What is asked: Render every entry exactly as it appears.

Data lines:

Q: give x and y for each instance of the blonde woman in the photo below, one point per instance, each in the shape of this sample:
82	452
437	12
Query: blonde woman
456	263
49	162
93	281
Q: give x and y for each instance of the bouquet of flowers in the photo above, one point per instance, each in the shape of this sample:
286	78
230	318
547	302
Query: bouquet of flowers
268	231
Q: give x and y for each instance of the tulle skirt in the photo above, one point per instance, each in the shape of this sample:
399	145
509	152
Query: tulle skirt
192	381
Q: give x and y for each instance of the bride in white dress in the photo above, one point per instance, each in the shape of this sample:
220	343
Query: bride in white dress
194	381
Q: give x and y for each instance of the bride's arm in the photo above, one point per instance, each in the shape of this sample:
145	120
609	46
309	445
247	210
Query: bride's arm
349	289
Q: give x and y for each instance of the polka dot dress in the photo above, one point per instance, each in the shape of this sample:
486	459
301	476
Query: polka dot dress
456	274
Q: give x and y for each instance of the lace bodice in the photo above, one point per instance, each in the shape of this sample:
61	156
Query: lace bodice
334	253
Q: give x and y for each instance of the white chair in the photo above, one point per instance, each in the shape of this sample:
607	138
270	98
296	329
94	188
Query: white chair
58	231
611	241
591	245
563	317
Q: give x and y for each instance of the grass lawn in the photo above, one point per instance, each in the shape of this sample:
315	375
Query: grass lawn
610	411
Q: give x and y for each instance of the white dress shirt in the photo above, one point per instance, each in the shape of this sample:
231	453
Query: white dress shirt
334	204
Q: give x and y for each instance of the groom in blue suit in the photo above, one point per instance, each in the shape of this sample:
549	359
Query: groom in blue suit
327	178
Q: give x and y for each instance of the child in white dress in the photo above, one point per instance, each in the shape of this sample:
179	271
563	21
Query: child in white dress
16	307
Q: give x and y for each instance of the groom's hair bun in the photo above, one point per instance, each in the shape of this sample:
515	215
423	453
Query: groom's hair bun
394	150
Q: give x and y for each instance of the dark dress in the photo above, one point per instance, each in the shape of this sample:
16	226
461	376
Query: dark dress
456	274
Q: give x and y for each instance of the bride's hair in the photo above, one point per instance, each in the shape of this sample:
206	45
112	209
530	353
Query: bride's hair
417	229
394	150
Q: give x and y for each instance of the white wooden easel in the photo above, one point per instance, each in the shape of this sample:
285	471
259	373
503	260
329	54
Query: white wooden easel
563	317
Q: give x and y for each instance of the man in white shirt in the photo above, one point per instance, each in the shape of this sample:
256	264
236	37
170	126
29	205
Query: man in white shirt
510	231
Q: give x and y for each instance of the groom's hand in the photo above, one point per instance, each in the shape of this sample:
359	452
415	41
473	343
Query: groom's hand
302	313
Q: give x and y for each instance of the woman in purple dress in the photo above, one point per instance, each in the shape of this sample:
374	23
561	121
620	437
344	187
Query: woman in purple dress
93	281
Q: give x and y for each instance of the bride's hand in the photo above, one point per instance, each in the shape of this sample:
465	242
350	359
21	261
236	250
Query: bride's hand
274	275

Problem solution:
Q: give x and y for each instance of the blonde woman in the photo below, one point per instance, each in the shape of this sample:
82	452
437	12
Query: blonde woman
456	263
49	162
93	281
Q: give x and y for each instance of the bouquet of flowers in the photo above, one point per instance, each in the shape of this sample:
286	78
230	318
547	302
Query: bouquet of flowers
268	231
Q: give x and y for each instance of the tulle skirt in the photo above, one point per instance, each in the shape of this sample:
399	145
509	152
Query: tulle skirt
192	381
Q: give x and y for each instance of the bride in white dress in the photo above, one point per instance, each in the shape of this sample:
220	343
Query: bride in white dress
194	381
Q: give x and y for each instance of the bride's arm in the photo above, one point per instance, each in the shape of this sample:
145	120
609	46
309	445
247	210
Query: bride's arm
349	289
Q: give x and y for each instance of the polka dot dress in the photo above, one point per instance, each in the shape of this sample:
486	459
301	476
Query: polka dot dress
456	274
Q: give x and y for each instance of the lace bodice in the photo above, one point per instance, each in the shape of this sample:
61	156
Query: lace bodice
334	253
Q: give x and y for each instance of the white chair in the photo above, one point per instance, each in the shape of this sample:
607	138
270	98
296	329
94	188
Query: white chair
58	231
611	241
591	245
563	317
Q: give x and y for each instance of the grass lawn in the photo above, one point per instance, each in the shape of this sample:
315	375
Query: grass lawn
610	411
Q: give x and y for each instance of the white dress shirt in the photo above, one point per instance, each in the shape of this sample:
231	453
Query: white dress shirt
334	204
Q: give x and y for each instance of the groom in blue suit in the photo above, one point per instance, each in the shape of this sample:
549	359
Query: groom in blue suit
327	178
Q: give x and y for each instance of the child in white dress in the photo above, one point per instance, each in the shape of this sample:
179	271
563	21
Query: child in white dress
16	307
Q: give x and y for each instance of the groom's hair bun in the photo above, one point per instance, each in the shape of this sample:
515	215
423	453
Query: groom's hair bun
394	150
Q: give x and y for each instance of the dark dress in the photo above, one point per instance, each in the shape of this sample:
16	226
461	376
Query: dark dress
456	274
Q: give x and y for each instance of the bride's hair in the photo above, one point per instance, each in the shape of this sample:
206	45
112	209
530	353
Query: bride's hair
417	229
394	150
Q: give x and y for each instance of the white wooden easel in the photo above, one point per instance, each in the shape of this sample:
285	471
259	373
503	260
329	54
Query: white wooden easel
563	317
Q: give x and y for each instance of the man in white shirt in the photo above, one point per instance, each in the shape of this sample:
256	264
236	37
170	126
29	205
Query: man in white shirt
510	231
Q: give x and y for each instance of the groom's hand in the photo above, one point per instance, each in the shape of this sample:
359	452
415	41
473	343
Query: groom's hand
302	313
Q: give x and y for each instance of the woman in purple dress in the photo above, one point per instance, each in the shape of this sample:
374	23
561	121
620	437
344	187
Query: woman in purple dress
93	281
Q: give x and y for each instance of the bride's hand in the photo above, one point per instance, each in the shape of this sample:
465	242
350	359
21	261
236	250
Query: bride's hand
274	275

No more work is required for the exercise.